- Material for this task
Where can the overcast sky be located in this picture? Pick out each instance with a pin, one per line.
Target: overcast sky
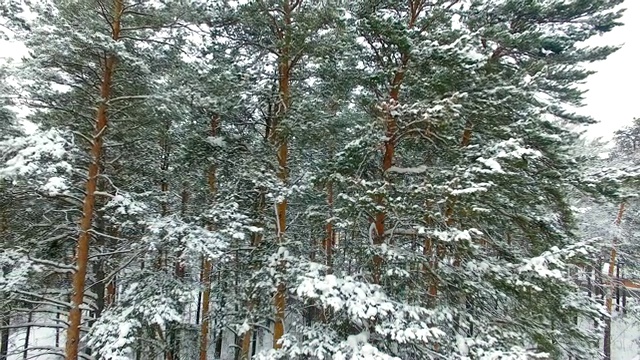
(613, 96)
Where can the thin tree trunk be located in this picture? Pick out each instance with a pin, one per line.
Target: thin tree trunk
(27, 336)
(609, 300)
(207, 265)
(206, 295)
(82, 251)
(4, 337)
(255, 242)
(285, 64)
(389, 146)
(618, 287)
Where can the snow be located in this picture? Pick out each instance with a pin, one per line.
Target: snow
(412, 170)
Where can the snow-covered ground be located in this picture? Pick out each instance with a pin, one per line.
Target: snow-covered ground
(625, 332)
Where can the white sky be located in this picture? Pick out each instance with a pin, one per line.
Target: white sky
(612, 97)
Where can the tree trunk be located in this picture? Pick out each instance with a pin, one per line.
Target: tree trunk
(285, 63)
(82, 251)
(206, 295)
(609, 300)
(27, 336)
(207, 266)
(391, 128)
(4, 337)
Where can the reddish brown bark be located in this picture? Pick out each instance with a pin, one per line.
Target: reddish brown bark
(86, 223)
(285, 63)
(391, 127)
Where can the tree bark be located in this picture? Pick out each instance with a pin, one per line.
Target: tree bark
(82, 251)
(391, 129)
(27, 336)
(207, 266)
(610, 290)
(4, 337)
(285, 63)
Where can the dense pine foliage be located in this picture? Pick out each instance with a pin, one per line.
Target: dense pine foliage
(298, 179)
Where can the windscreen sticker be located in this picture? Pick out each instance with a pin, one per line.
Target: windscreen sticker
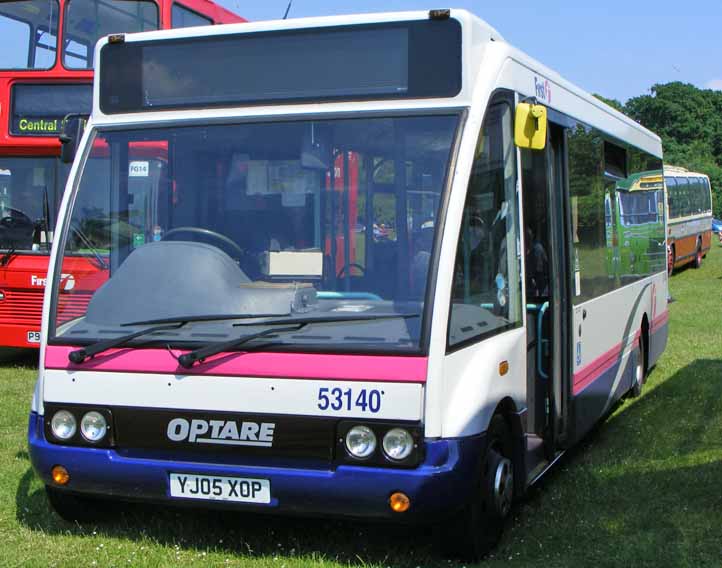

- Task goal
Your reply should be one number: how many lines in the entries above contain the word "windscreen".

- Response below
2